• **Goal**
In the forum post about the SIN number, list every sentence that begins with the word "He".
--- START OF Selected text ---
# Does my husband need a SIN Number?



## Laduska on the Road (May 13, 2009)

Greetings,

I have a question on if my husband needs to get a SIN number. 

My husband is a professional computer consultant. He has and will be working in Canada for 6 to 9 months this year. He has been returning to the States every weekend since mid-March when he started the project. He is working in Canada on an approved work permit. He is paid in American dollars to our incorporated business in the States as a consultant. He is and will be paying 2009 US corporate and income taxes on this income, as he is being paid in American Dollars to his American business bank account. He is also being paid all of his expense reimbursements in American dollars too, thru the American division of the international company that he is being sub-contracted to. He is not being paid as an individual, but his corporation in the USA is being paid.
--- END OF Selected text ---
--- START OF Dataset ---
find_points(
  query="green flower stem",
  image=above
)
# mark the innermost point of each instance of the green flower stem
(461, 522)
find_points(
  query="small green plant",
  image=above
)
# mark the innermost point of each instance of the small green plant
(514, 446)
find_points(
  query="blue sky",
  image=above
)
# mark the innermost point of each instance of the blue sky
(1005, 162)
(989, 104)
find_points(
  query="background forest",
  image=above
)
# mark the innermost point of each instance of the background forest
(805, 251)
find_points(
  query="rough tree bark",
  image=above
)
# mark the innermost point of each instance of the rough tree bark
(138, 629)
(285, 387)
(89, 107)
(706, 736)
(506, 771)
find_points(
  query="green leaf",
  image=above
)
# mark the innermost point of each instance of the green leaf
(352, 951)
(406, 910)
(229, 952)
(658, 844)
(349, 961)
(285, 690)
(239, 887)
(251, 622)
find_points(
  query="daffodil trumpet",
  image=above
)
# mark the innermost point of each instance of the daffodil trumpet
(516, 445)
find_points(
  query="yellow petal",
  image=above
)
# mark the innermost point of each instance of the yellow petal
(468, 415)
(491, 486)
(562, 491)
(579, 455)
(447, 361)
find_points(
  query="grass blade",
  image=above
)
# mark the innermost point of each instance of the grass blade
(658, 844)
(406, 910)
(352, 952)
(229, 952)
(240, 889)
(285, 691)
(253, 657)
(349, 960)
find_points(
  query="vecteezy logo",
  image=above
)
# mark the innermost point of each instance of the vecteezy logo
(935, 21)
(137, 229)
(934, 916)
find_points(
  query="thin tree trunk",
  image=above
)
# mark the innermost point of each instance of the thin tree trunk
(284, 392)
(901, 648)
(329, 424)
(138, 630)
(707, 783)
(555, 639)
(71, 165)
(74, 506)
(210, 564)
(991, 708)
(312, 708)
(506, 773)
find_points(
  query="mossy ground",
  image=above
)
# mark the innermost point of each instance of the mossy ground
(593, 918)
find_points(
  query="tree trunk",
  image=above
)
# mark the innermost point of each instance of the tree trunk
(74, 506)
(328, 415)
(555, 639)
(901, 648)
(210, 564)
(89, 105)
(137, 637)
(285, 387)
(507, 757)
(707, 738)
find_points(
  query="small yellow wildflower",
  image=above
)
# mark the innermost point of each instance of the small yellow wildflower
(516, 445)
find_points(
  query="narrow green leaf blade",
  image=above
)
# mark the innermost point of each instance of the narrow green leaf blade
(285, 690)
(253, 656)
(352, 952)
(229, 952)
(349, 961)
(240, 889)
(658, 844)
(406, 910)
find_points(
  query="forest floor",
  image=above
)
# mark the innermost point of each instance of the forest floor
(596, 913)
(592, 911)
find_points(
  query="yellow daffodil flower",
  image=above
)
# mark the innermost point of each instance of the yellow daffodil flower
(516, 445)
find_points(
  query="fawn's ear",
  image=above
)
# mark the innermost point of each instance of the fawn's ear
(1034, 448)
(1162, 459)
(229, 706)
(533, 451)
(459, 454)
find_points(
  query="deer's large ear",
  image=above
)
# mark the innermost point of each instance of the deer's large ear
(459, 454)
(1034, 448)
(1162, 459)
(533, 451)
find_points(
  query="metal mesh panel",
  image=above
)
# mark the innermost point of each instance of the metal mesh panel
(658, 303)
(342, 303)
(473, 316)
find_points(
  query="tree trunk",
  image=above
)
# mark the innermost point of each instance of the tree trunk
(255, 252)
--- END OF Dataset ---
--- START OF Dataset ---
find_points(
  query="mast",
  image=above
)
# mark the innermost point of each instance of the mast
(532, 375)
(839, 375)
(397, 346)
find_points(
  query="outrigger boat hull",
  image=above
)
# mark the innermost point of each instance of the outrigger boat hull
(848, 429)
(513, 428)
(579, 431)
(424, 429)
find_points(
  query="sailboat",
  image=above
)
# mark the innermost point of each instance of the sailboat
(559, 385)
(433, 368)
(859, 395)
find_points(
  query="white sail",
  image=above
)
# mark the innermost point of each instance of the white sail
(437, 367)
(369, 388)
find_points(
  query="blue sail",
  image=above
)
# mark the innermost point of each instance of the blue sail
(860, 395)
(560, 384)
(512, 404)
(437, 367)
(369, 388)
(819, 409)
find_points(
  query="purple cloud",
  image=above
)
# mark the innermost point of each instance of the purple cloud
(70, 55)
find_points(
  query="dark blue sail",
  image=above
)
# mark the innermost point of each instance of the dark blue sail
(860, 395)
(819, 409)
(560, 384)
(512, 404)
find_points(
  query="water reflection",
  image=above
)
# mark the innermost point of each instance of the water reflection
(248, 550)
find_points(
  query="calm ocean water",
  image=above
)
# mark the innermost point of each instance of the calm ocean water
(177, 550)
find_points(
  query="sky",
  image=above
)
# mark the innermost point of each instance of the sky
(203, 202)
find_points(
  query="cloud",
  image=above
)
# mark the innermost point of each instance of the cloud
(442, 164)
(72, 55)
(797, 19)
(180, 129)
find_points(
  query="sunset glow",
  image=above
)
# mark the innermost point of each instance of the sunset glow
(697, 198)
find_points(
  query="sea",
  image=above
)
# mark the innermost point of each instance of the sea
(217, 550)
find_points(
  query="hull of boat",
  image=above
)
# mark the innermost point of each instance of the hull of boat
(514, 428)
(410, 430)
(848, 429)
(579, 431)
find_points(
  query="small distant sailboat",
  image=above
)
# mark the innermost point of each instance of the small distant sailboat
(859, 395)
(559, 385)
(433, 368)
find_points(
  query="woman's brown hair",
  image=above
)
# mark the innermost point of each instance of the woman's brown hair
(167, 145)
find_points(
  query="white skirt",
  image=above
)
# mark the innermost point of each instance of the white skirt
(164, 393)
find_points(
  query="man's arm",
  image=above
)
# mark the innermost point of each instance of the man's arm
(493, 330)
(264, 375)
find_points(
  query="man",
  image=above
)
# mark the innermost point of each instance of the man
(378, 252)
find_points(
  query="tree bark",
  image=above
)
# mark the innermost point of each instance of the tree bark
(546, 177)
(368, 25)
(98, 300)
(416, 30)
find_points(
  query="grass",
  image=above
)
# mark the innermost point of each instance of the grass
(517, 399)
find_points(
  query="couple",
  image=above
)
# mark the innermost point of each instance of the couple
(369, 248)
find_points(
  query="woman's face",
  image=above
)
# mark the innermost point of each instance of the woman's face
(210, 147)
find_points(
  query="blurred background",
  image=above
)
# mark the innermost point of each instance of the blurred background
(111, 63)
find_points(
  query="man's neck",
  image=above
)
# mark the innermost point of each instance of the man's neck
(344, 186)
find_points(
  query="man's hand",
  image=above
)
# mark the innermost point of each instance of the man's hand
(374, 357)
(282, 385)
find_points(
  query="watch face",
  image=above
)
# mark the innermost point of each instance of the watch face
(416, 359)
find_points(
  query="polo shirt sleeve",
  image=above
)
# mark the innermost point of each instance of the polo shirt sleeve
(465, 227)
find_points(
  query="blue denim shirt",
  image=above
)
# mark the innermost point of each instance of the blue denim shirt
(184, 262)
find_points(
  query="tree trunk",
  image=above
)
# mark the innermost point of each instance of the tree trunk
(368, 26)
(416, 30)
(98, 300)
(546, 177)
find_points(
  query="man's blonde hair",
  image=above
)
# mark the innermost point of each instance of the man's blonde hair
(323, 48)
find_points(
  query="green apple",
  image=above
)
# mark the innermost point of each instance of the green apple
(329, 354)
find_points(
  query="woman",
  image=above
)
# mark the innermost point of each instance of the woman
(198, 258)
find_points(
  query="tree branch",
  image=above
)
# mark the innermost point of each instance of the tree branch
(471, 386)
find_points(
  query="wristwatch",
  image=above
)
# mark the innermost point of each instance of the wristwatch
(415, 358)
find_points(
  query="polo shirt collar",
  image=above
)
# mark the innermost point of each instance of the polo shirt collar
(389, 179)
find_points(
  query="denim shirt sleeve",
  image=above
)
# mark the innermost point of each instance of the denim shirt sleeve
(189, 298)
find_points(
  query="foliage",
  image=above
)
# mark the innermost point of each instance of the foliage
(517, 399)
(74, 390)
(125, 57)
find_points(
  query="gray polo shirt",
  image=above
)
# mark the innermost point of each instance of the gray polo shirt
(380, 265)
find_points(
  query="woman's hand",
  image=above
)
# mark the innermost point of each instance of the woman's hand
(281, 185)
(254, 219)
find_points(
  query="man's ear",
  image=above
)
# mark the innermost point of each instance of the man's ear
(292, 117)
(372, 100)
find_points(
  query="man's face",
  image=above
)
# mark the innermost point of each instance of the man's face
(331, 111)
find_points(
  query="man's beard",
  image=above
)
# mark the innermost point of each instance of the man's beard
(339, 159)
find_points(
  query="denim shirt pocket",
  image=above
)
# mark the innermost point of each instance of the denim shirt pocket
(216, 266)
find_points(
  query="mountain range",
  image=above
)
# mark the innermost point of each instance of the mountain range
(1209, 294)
--- END OF Dataset ---
--- START OF Dataset ---
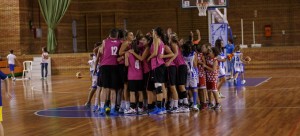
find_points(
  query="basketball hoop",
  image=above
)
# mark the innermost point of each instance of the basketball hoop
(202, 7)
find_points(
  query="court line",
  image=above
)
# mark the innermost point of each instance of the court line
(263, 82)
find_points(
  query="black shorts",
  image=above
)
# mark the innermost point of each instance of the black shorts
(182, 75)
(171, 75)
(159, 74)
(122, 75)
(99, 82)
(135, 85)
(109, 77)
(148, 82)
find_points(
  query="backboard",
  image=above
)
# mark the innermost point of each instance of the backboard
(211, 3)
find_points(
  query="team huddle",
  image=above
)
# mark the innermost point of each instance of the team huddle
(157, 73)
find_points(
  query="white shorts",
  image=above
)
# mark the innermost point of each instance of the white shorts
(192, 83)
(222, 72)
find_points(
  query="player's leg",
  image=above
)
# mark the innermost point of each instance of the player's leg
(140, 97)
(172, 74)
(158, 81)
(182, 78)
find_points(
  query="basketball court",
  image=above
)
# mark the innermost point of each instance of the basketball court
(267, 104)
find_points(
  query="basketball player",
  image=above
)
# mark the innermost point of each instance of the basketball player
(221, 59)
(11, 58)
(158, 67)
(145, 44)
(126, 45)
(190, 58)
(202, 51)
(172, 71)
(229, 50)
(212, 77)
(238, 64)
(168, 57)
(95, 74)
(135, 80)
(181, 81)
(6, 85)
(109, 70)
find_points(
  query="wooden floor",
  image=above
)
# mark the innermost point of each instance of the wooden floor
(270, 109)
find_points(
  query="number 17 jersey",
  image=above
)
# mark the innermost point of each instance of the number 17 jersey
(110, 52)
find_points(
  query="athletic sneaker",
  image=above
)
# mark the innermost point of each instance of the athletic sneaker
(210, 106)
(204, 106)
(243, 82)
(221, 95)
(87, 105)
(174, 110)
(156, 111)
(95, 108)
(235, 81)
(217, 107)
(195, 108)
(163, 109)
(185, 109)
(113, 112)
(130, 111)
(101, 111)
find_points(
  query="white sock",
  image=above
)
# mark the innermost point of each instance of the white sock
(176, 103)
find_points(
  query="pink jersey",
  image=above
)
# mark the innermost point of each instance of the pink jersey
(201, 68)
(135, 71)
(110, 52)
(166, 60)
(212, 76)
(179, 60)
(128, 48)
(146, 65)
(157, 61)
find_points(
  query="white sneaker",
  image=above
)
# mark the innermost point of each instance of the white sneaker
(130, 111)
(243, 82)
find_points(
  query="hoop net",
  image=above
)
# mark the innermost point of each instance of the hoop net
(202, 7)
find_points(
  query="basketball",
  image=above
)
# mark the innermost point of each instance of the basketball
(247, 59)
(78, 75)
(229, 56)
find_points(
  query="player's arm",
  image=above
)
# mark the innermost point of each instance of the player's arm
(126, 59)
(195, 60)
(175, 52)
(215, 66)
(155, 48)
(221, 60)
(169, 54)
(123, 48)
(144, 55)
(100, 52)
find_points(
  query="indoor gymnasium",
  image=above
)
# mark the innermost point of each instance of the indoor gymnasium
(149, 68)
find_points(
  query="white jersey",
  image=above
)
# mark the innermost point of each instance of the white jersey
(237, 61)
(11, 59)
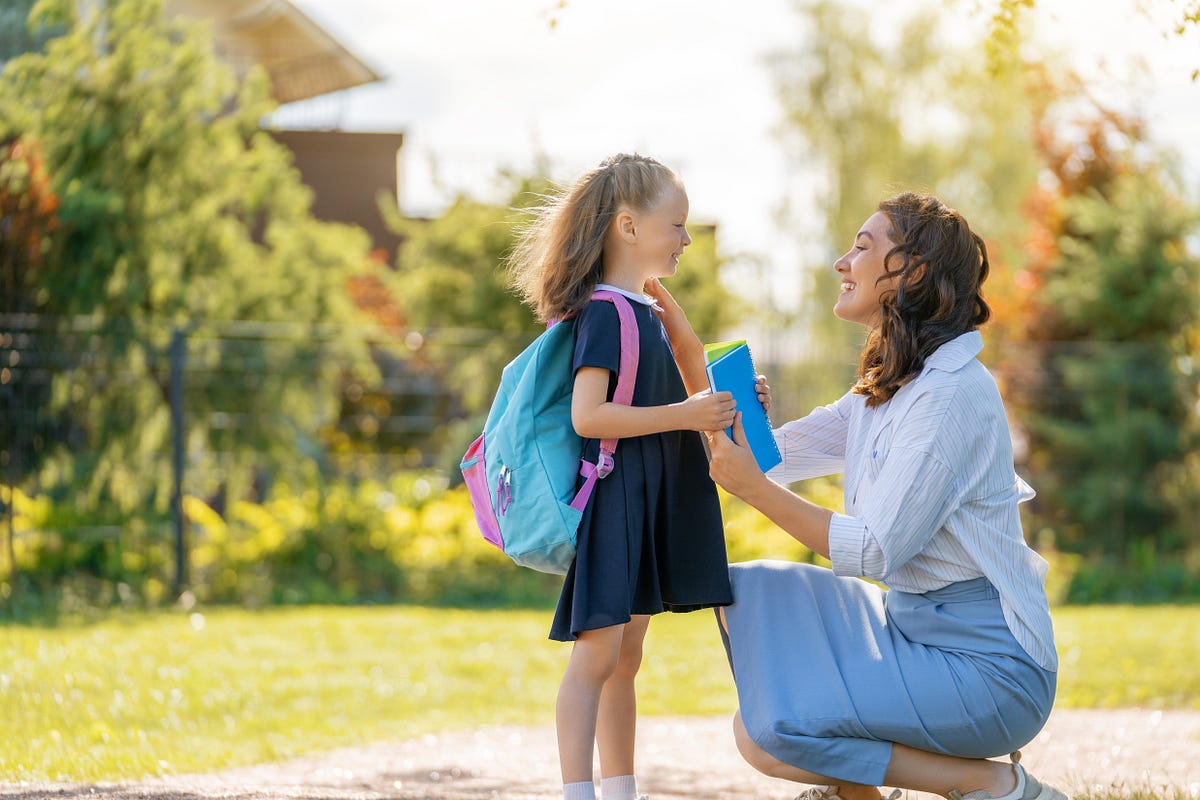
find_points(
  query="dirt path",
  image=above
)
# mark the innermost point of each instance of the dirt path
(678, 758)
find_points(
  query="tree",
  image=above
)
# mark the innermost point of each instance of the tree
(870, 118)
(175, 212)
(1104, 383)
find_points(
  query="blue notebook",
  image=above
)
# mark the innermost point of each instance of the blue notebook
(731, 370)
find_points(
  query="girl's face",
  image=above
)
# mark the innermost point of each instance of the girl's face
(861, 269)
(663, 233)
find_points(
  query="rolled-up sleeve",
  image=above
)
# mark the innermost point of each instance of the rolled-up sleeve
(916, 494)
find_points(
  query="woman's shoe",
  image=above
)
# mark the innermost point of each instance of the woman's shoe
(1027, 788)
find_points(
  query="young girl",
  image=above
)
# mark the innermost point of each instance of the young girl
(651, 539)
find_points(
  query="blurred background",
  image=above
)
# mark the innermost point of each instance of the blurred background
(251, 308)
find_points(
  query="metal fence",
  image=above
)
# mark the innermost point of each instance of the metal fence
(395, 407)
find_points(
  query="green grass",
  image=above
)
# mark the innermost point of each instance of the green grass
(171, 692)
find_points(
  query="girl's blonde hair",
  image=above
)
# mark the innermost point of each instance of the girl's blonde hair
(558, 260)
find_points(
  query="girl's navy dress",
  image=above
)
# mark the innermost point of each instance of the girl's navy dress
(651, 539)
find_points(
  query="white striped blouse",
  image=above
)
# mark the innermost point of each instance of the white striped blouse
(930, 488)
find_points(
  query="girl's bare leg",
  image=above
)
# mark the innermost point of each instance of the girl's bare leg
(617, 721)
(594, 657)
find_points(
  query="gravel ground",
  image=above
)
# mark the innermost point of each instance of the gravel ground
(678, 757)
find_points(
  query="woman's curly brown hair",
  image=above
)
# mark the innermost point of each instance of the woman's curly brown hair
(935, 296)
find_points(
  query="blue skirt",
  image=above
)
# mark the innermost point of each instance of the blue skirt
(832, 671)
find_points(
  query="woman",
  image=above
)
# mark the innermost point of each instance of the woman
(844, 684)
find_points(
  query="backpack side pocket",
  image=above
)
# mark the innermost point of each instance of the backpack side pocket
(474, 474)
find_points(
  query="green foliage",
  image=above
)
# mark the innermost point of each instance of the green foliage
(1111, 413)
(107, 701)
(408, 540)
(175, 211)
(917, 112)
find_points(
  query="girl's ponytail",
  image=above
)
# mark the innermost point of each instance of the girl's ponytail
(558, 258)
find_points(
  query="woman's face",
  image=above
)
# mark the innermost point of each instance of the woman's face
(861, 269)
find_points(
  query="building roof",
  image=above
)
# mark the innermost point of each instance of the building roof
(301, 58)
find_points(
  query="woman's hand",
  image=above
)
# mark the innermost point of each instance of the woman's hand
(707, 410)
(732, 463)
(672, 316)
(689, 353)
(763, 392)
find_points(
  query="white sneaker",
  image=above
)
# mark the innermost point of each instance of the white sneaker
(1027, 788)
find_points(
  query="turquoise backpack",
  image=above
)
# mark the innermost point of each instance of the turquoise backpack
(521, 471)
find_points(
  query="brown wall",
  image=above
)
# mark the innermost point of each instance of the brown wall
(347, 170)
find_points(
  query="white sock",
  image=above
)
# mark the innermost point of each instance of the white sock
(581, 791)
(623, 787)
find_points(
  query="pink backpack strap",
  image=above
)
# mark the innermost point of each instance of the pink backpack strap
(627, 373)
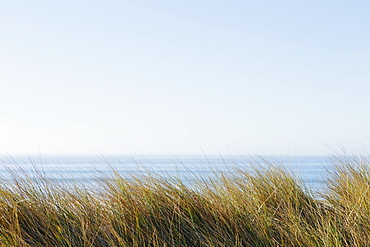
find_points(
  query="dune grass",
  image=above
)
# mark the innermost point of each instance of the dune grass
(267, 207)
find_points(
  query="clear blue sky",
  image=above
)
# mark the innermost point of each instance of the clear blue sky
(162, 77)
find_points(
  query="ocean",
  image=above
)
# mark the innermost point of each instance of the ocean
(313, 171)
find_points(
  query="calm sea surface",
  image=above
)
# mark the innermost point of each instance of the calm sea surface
--- END OF Dataset ---
• **Task solution**
- He has and will be working in Canada for 6 to 9 months this year.
- He has been returning to the States every weekend since mid-March when he started the project.
- He is working in Canada on an approved work permit.
- He is paid in American dollars to our incorporated business in the States as a consultant.
- He is and will be paying 2009 US corporate and income taxes on this income, as he is being paid in American Dollars to his American business bank account.
- He is also being paid all of his expense reimbursements in American dollars too, thru the American division of the international company that he is being sub-contracted to.
- He is not being paid as an individual, but his corporation in the USA is being paid.